Supplied records –
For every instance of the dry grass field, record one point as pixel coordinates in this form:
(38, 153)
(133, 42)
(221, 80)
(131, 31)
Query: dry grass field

Set task – Turn these lines into a numbered list, leaving out any blank lines.

Output –
1. For every instance of the dry grass field, record one point as pixel coordinates in this form:
2. (38, 153)
3. (133, 42)
4. (221, 80)
5. (131, 31)
6. Query: dry grass field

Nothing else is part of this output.